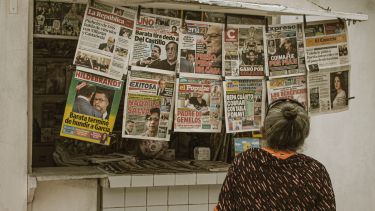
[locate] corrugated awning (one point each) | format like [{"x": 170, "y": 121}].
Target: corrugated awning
[{"x": 250, "y": 7}]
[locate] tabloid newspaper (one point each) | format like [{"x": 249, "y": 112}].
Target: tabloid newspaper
[
  {"x": 285, "y": 49},
  {"x": 291, "y": 87},
  {"x": 327, "y": 61},
  {"x": 155, "y": 43},
  {"x": 91, "y": 108},
  {"x": 198, "y": 104},
  {"x": 148, "y": 107},
  {"x": 105, "y": 40},
  {"x": 244, "y": 49},
  {"x": 201, "y": 48},
  {"x": 244, "y": 101}
]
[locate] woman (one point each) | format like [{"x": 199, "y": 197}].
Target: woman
[
  {"x": 339, "y": 99},
  {"x": 277, "y": 177}
]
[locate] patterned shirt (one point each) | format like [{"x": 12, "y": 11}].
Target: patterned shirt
[{"x": 257, "y": 180}]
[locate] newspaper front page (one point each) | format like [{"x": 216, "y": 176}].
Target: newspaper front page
[
  {"x": 198, "y": 104},
  {"x": 244, "y": 101},
  {"x": 285, "y": 49},
  {"x": 201, "y": 48},
  {"x": 292, "y": 87},
  {"x": 105, "y": 40},
  {"x": 148, "y": 108},
  {"x": 91, "y": 108},
  {"x": 244, "y": 50},
  {"x": 328, "y": 64},
  {"x": 155, "y": 43}
]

Objective |
Write out all the rows above word for word, leaving out the pictures.

The answer |
[locate] corrugated awning (one point each) | format like [{"x": 170, "y": 121}].
Target: corrugated awning
[{"x": 250, "y": 7}]
[locate] tabloid newspaper (one point each) | format like [{"x": 249, "y": 112}].
Target: tabloid newspaper
[
  {"x": 285, "y": 49},
  {"x": 291, "y": 87},
  {"x": 327, "y": 61},
  {"x": 155, "y": 43},
  {"x": 91, "y": 108},
  {"x": 198, "y": 104},
  {"x": 148, "y": 107},
  {"x": 105, "y": 40},
  {"x": 244, "y": 49},
  {"x": 201, "y": 48},
  {"x": 244, "y": 101}
]
[locate] woman (one point each) | format like [{"x": 199, "y": 197}].
Target: woman
[
  {"x": 339, "y": 99},
  {"x": 277, "y": 177}
]
[locate] patterned shirt (one point each) | format like [{"x": 12, "y": 11}].
Target: patterned shirt
[{"x": 257, "y": 180}]
[locate] newspaper front page (one point each) | format like [{"x": 216, "y": 176}].
Target: newspaper front page
[
  {"x": 198, "y": 104},
  {"x": 244, "y": 101},
  {"x": 285, "y": 49},
  {"x": 201, "y": 48},
  {"x": 292, "y": 87},
  {"x": 105, "y": 40},
  {"x": 148, "y": 108},
  {"x": 91, "y": 108},
  {"x": 244, "y": 50},
  {"x": 328, "y": 64},
  {"x": 155, "y": 43}
]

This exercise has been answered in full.